::: Selection :::

LAVIGNE: I wrote every song on this record, except for "Larry David," which we wrote together. That one was very simple to write. I was like, "This is a banger. We're angry. Everything is effed, just go be loud!" That one was easy, but for a lot of other songs, I bring them to the band and play them through for them and then tell them what the song is about to me. They are all very intuitive.

One of the reasons why I love working with this group of people and have held onto them for so many years, is because I do really feel like they understand my music. They understand me and our musical instincts really gel with each other. It's really sort of effortless. We're very collaborative in our process. We go back and forth and discuss dynamics and certain production elements. There's really nothing like it. Sometimes I think of it as if you rolled out a giant sheet of paper and put a bunch of buckets of paint around us, and we're just painting it, dipping our hands in the different colors and covering it all up. That's sort of what it feels like when we're in there arranging a song. We're blending and all up in each other's business, but somehow working as this cohesive, harmonious unit.

LUNA: It seems so effortless. I've been watching some interviews of yours all together and the dynamic that you all have seems very honest and playful and lighthearted, but I know you're able to get down to business when you need to. That's such an awesome dynamic to have with a band and it certainly helps that you've known them — especially Matt for like forever now. 

LAVIGNE: I'm really glad to have been on this journey together. We've done so much together at this point. Matt actually has a little shoe box where he keeps every setlist from every show we've ever played. The stack is pretty big, it's insane. To be able to share all of those memories and witness each other's personal growth, our musical growth and growth and evolution of this project that we're all a part of is such a beautiful and intimate thing.

I'm so grateful for that in this world that can be so transactional. I'm so grateful to be making music with people who I really care about and who make me feel cared for. They have been with me when we were playing to small cafes of five people. It's always been fun. I can't wait for what's ahead.

::: Listed records :::

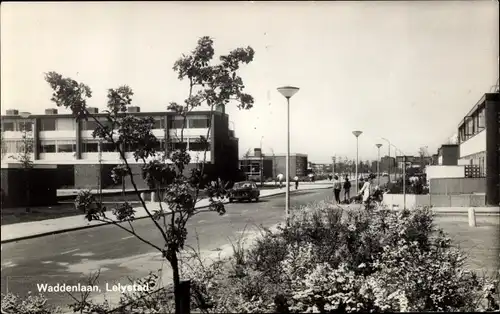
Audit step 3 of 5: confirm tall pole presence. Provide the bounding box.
[356,136,359,194]
[332,156,336,175]
[352,131,363,194]
[260,136,264,187]
[278,86,299,225]
[98,140,102,204]
[285,97,290,225]
[375,144,382,186]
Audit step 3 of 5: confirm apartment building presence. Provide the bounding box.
[458,92,500,206]
[1,106,238,188]
[240,148,307,180]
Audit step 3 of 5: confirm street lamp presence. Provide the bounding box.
[375,144,382,186]
[260,135,264,187]
[352,131,363,194]
[278,86,299,225]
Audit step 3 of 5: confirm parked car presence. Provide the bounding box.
[229,181,260,203]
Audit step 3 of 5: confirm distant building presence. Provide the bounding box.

:::

[What is needed] Repeat word for word the passage of the interview that begins at the words "LUNA: It seems" and stops after "like forever now.".

[Completed task]
LUNA: It seems so effortless. I've been watching some interviews of yours all together and the dynamic that you all have seems very honest and playful and lighthearted, but I know you're able to get down to business when you need to. That's such an awesome dynamic to have with a band and it certainly helps that you've known them — especially Matt for like forever now.